* _Brief_
Reproduce verbatim the lines in the entries below from the one containing "Point out the grey plastic" through the one containing "x=520 y=117", inclusive.

[Excerpts of location labeling data]
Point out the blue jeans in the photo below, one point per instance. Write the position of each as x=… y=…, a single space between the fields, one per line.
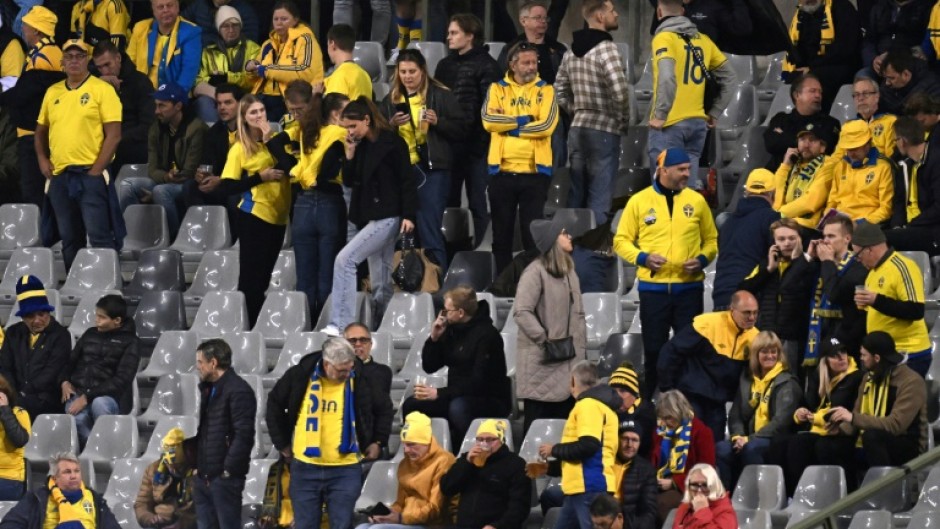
x=594 y=156
x=688 y=134
x=318 y=229
x=218 y=502
x=313 y=485
x=575 y=511
x=434 y=187
x=86 y=418
x=82 y=210
x=375 y=242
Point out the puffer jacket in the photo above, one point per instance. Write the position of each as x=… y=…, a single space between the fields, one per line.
x=469 y=77
x=226 y=426
x=104 y=364
x=420 y=500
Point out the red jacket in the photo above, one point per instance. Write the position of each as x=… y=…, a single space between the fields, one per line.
x=718 y=515
x=702 y=450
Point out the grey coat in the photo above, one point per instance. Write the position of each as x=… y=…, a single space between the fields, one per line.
x=543 y=301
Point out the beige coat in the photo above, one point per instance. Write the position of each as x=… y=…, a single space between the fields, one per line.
x=544 y=300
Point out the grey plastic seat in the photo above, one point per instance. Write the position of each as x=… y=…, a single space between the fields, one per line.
x=221 y=312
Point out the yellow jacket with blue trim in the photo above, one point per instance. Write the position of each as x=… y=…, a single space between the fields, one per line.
x=647 y=226
x=520 y=117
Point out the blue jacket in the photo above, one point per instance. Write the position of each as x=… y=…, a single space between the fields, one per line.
x=743 y=240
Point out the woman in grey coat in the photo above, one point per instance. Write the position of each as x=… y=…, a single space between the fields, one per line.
x=548 y=307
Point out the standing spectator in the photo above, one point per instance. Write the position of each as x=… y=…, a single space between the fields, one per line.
x=588 y=447
x=137 y=104
x=76 y=136
x=324 y=452
x=893 y=296
x=464 y=340
x=291 y=53
x=763 y=408
x=16 y=429
x=681 y=442
x=782 y=283
x=825 y=36
x=668 y=232
x=890 y=413
x=225 y=437
x=166 y=491
x=429 y=119
x=99 y=375
x=378 y=169
x=223 y=60
x=678 y=117
x=175 y=146
x=592 y=86
x=705 y=359
x=35 y=350
x=744 y=237
x=251 y=171
x=166 y=47
x=548 y=307
x=491 y=482
x=101 y=21
x=63 y=501
x=469 y=71
x=783 y=128
x=520 y=114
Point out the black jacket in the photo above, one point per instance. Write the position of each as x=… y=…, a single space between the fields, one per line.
x=451 y=125
x=105 y=364
x=36 y=372
x=382 y=180
x=226 y=426
x=469 y=77
x=286 y=397
x=639 y=491
x=498 y=494
x=30 y=512
x=473 y=352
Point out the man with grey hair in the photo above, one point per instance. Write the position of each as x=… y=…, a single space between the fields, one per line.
x=588 y=447
x=331 y=397
x=62 y=501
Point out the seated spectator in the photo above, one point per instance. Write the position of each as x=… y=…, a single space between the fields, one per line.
x=420 y=501
x=137 y=104
x=744 y=237
x=223 y=59
x=782 y=284
x=291 y=53
x=893 y=298
x=681 y=442
x=63 y=501
x=833 y=384
x=491 y=482
x=806 y=93
x=890 y=412
x=916 y=221
x=98 y=377
x=762 y=410
x=35 y=351
x=464 y=340
x=16 y=429
x=205 y=14
x=175 y=145
x=705 y=503
x=167 y=47
x=165 y=496
x=825 y=40
x=705 y=360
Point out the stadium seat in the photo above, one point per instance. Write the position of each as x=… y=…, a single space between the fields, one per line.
x=203 y=228
x=221 y=312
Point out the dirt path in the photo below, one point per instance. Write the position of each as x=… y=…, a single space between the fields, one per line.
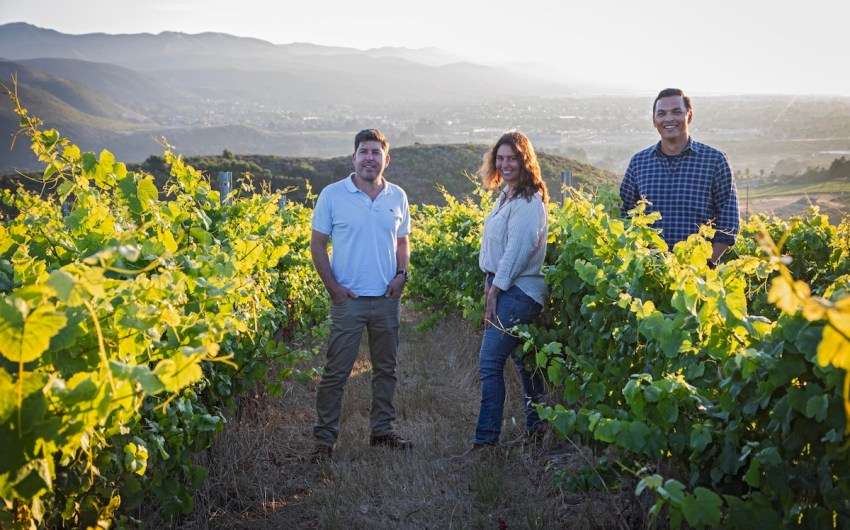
x=260 y=477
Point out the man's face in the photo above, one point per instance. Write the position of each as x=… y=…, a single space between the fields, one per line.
x=671 y=118
x=370 y=160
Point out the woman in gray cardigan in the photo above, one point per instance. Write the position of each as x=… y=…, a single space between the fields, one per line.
x=513 y=248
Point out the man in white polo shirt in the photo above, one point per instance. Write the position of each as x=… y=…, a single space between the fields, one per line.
x=367 y=220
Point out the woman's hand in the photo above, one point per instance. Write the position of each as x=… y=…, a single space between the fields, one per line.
x=491 y=297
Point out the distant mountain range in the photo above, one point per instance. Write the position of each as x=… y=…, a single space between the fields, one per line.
x=212 y=91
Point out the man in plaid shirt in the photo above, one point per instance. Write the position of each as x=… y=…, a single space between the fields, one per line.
x=688 y=182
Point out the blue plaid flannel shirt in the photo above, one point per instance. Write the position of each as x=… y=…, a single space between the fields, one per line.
x=691 y=189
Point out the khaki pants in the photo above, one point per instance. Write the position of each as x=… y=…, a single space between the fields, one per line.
x=381 y=318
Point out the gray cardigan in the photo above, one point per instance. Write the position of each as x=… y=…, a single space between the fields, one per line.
x=513 y=245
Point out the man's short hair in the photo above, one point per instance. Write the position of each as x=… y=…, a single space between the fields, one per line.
x=371 y=135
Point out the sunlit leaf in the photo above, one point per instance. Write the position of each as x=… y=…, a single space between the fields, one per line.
x=24 y=335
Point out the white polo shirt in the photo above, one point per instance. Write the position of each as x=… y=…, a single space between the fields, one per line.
x=363 y=233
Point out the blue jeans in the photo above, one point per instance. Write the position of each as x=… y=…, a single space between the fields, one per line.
x=512 y=307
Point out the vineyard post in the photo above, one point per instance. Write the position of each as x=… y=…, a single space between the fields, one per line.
x=566 y=182
x=225 y=184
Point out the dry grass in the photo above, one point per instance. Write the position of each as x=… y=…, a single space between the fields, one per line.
x=259 y=476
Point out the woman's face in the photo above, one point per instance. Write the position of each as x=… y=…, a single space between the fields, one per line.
x=508 y=164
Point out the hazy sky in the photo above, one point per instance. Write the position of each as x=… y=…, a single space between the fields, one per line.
x=705 y=47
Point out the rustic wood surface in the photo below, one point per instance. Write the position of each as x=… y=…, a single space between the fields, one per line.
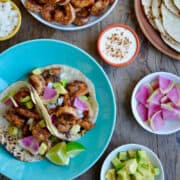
x=123 y=81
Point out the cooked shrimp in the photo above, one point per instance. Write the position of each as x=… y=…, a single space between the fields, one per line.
x=27 y=113
x=14 y=119
x=99 y=7
x=66 y=110
x=33 y=5
x=77 y=88
x=64 y=14
x=82 y=3
x=42 y=134
x=38 y=83
x=82 y=17
x=48 y=11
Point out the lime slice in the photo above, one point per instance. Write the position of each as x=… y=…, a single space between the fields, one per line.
x=57 y=154
x=74 y=148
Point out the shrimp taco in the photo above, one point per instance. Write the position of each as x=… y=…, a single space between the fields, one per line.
x=23 y=131
x=67 y=99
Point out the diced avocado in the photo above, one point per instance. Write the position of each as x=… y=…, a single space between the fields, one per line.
x=137 y=176
x=131 y=166
x=13 y=131
x=42 y=124
x=26 y=99
x=117 y=163
x=155 y=171
x=123 y=175
x=42 y=149
x=29 y=105
x=132 y=154
x=123 y=156
x=37 y=71
x=141 y=155
x=110 y=174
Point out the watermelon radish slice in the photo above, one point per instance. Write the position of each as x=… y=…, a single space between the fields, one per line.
x=155 y=84
x=174 y=95
x=152 y=109
x=157 y=122
x=170 y=112
x=165 y=84
x=143 y=111
x=143 y=94
x=155 y=97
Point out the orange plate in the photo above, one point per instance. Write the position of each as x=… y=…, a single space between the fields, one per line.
x=137 y=43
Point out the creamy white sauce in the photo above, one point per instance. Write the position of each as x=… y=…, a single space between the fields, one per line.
x=118 y=45
x=8 y=19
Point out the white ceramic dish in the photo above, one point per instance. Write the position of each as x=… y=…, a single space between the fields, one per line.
x=93 y=20
x=171 y=126
x=151 y=155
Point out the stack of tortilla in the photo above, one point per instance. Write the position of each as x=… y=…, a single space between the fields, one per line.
x=164 y=16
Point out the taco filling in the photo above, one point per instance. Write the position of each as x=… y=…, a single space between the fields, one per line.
x=23 y=124
x=68 y=98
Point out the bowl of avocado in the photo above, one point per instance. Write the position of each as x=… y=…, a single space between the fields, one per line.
x=132 y=162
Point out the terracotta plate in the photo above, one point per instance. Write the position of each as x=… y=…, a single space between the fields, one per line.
x=152 y=35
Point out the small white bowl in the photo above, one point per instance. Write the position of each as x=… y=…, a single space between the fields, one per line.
x=170 y=126
x=151 y=155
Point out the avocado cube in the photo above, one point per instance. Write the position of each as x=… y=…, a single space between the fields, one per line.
x=131 y=166
x=141 y=155
x=110 y=174
x=123 y=156
x=117 y=163
x=123 y=175
x=132 y=154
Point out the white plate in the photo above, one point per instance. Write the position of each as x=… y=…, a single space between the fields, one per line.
x=170 y=126
x=151 y=155
x=93 y=20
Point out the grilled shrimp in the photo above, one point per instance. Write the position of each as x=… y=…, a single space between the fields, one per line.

* _Answer to the problem_
Point out the grey plastic seat in the photo above, one point per instance. Write the position of each as x=… y=…, a single space between the fields, one per line.
x=221 y=312
Point out the yellow jacket with blue trim in the photo above, one point per instance. Write the position of each as x=… y=…, a single space between the fields, one per line.
x=647 y=226
x=520 y=117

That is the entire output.